REQUEST A =
In the excerpt on economic governance, what title does the author give for the book?
————
We now face a variety of economic governance crises. The problem of TBTF finance and financialization remain very much matters of central concern. But we also now face a renewed awareness of the problems of market concentration and private power in other sectors as well. And battles over the eroding safety net and the changing nature of work raise similar tensions between the need to respond to private power and the hijacking of market systems, and the challenge of ensuring responsive and accountable regulation. The financial crisis—and the limits of our regulatory response to the crash—thus offer important lessons for our broader understandings of how to conceptualize and institutionalize economic governance in an era of economic and political inequality.   

State, Market, and Democracy

We are accustomed to viewing these economic policy debates as a clash between proponents of “free” markets on the one hand and advocates of expanded government regulation on the other. But in my book, Democracy Against Domination, I suggest that economic governance is much more directly about the problem of power and domination—and ultimately, about values of democracy. 

Markets are not forces of nature, nor are they simply ‘free’ by default. Rather, they are products of law and policy, and can be constructed—and distorted—in different ways. The problem of too-big-to-fail (TBTF) financial firms, for example, is more than simply a market failure; it represents the rise of dominant private actors who carry enormous influence on the rest of the economy, and can extract rents and high profits on the basis of their control over the financial lifeblood of the economy. These actors are so interconnected, large, and systemically important that they defy conventional checks and balances of either market competition or regulatory oversight. A well-functioning economy requires restraints on such excessive concentrations of power.
————
REQUEST B =
Write out every one of the position identification records below, line for line, with no changes.

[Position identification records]
————
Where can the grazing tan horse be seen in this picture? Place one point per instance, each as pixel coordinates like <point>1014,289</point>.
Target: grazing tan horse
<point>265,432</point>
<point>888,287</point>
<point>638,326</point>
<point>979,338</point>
————
COMPLETE RESPONSE A =
Democracy Against Domination

COMPLETE RESPONSE B =
Where can the grazing tan horse be seen in this picture? Place one point per instance, each as pixel coordinates like <point>1014,289</point>.
Target: grazing tan horse
<point>265,432</point>
<point>888,287</point>
<point>638,326</point>
<point>979,338</point>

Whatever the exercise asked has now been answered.